[Data section — start]
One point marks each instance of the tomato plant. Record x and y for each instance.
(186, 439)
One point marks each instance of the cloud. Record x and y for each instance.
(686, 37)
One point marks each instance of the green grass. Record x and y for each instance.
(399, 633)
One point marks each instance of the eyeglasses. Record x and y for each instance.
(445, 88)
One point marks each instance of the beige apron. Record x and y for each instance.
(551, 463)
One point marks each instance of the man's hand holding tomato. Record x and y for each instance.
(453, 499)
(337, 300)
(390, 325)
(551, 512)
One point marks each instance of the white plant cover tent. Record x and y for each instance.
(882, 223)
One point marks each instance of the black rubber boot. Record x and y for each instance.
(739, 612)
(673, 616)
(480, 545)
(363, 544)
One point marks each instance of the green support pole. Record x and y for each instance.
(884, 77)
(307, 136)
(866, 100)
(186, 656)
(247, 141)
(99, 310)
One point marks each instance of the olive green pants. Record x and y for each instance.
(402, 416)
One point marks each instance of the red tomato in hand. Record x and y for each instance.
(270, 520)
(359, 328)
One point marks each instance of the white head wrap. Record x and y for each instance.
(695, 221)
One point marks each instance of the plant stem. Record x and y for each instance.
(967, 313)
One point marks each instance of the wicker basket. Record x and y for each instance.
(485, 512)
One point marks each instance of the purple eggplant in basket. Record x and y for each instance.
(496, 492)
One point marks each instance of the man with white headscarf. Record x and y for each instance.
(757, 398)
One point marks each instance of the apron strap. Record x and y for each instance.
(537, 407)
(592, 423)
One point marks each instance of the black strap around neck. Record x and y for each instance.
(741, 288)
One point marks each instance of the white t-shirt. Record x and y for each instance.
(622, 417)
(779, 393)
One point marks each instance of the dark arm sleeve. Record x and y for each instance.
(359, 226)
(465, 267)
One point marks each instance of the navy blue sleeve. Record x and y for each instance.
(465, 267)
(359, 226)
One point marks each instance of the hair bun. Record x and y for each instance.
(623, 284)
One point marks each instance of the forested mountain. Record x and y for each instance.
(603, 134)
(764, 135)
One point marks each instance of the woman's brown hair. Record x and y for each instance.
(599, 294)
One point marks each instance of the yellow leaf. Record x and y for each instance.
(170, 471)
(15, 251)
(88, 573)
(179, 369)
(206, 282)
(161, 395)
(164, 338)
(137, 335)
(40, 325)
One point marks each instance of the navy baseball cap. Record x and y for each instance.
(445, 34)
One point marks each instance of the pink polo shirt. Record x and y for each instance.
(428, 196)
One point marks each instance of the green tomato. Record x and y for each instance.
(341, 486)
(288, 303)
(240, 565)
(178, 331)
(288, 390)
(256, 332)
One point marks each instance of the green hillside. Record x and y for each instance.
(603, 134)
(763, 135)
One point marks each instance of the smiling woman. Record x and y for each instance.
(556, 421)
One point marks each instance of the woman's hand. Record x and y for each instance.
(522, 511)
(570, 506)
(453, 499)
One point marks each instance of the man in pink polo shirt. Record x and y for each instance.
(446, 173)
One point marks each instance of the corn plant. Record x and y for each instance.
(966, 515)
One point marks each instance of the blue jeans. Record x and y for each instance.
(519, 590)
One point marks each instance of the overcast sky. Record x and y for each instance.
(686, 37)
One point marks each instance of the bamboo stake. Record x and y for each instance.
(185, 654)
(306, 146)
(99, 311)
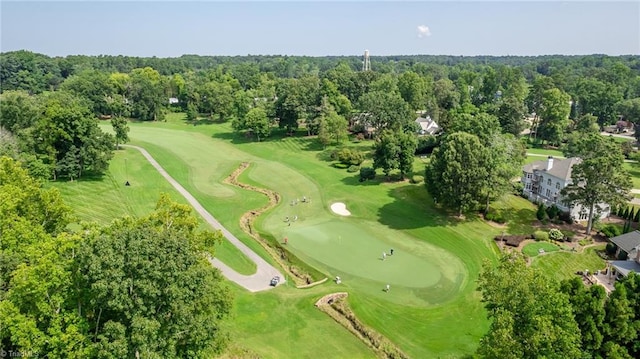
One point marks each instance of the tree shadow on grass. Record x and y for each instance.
(354, 180)
(233, 137)
(521, 221)
(200, 122)
(413, 208)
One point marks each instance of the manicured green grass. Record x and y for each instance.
(564, 265)
(519, 213)
(284, 323)
(532, 249)
(104, 199)
(432, 309)
(634, 172)
(546, 152)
[Data section — finish]
Pictures should be left out when the records above are restated exactly.

Completed exercise:
One point marks each instance of the tomato plant. Record x and y for each instance.
(186, 439)
One point marks each instance of the cloud. Record x and y for each instance.
(686, 37)
One point marks each instance of the green grass. Record x and y for each instance.
(399, 633)
One point marks each instance of the eyeglasses. Record x and y for each instance.
(445, 88)
One point marks each instance of the beige apron. Record x and y for each instance.
(551, 463)
One point marks each instance of the man's hand holding tomato. Record x and y for each instance.
(453, 499)
(337, 300)
(390, 325)
(551, 512)
One point marks each instance of the white plant cover tent. Record x and y for each instance.
(882, 223)
One point marks each instance of the black rubber boot. Record x and y for each instance.
(739, 612)
(673, 616)
(480, 545)
(363, 544)
One point marks each instance of the green support pole. Record x and y for each instance.
(884, 77)
(307, 136)
(866, 100)
(186, 656)
(247, 141)
(99, 310)
One point marks each instance of the olive green pants. Record x and y for each instance.
(402, 416)
One point marks each instance of the red tomato in hand. Record x and y for each instance.
(270, 520)
(359, 328)
One point marks each instance of the white head wrap. Record x and y for each instance.
(695, 221)
One point marks each instance of the plant stem. Record x and y for each instance.
(967, 313)
One point marks each instance of the wicker basket. Record x and y for each instance.
(485, 512)
One point marks each instance of the purple eggplant in basket. Record x and y for each instance.
(496, 492)
One point marks each instance of the man with white headscarf. Record x and y for each instance.
(757, 398)
One point marks each instance of the apron strap. Record x and y for each instance.
(537, 407)
(592, 423)
One point marks each instance of the black strap around neck. Record x and y for each instance.
(741, 288)
One point marks each instance of the white t-shirt. Record x and y for each instance.
(622, 417)
(779, 393)
One point marks each instance of the dark arm sleeve. Record x and y for each instance.
(359, 226)
(465, 267)
One point marks each instance of the navy blue sleeve. Record x and y for each instance.
(465, 267)
(359, 226)
One point marks each instance of the hair bun. Record x and y for each instance.
(623, 284)
One point marks each instance of the forested mountain. Record x and y for each instance.
(603, 134)
(764, 135)
One point marks each instance of the woman's brown hair. Record x and y for each instance.
(599, 294)
One point marks each instance of the yellow leaf. Record x and y for each instance.
(170, 471)
(15, 251)
(88, 573)
(179, 369)
(206, 282)
(161, 395)
(164, 338)
(137, 335)
(40, 325)
One point marks each instance of the navy baseball cap. Record x and y for each instance.
(445, 34)
One point marks each instance of the pink polo shirt. Record x and y for each instance.
(428, 196)
One point marks each instance of the green tomato. Record x and y for each instance.
(341, 486)
(288, 303)
(240, 565)
(178, 331)
(288, 390)
(256, 332)
One point marks each instance of the green hillside. Record x and y for each instance.
(603, 134)
(763, 135)
One point marks each instance of the smiling woman. Record x and y for each instance.
(556, 421)
One point marks each instance of the woman's hand. Record x and y for each instance.
(522, 511)
(570, 506)
(453, 499)
One point marks each instance of the man in pink polo shirt. Record x and y for each instance.
(446, 173)
One point marks each instance of the corn plant. Record x and y for each instance.
(966, 515)
One point marks each instance of the blue jeans. Record x and y for each instance.
(519, 590)
One point marks each instance of the overcast sky. Record x and y for each instance.
(686, 37)
One point marks each instance of the bamboo stake. Record x and y for each instance.
(185, 654)
(306, 146)
(99, 311)
One point marks each instance of the tree shadow on grass. Record x and y for each instance.
(354, 180)
(233, 137)
(521, 221)
(200, 122)
(413, 208)
One point marks each instance of the manicured green grass. Record x and y for each instance.
(564, 265)
(519, 213)
(284, 323)
(532, 249)
(104, 199)
(432, 309)
(634, 172)
(546, 152)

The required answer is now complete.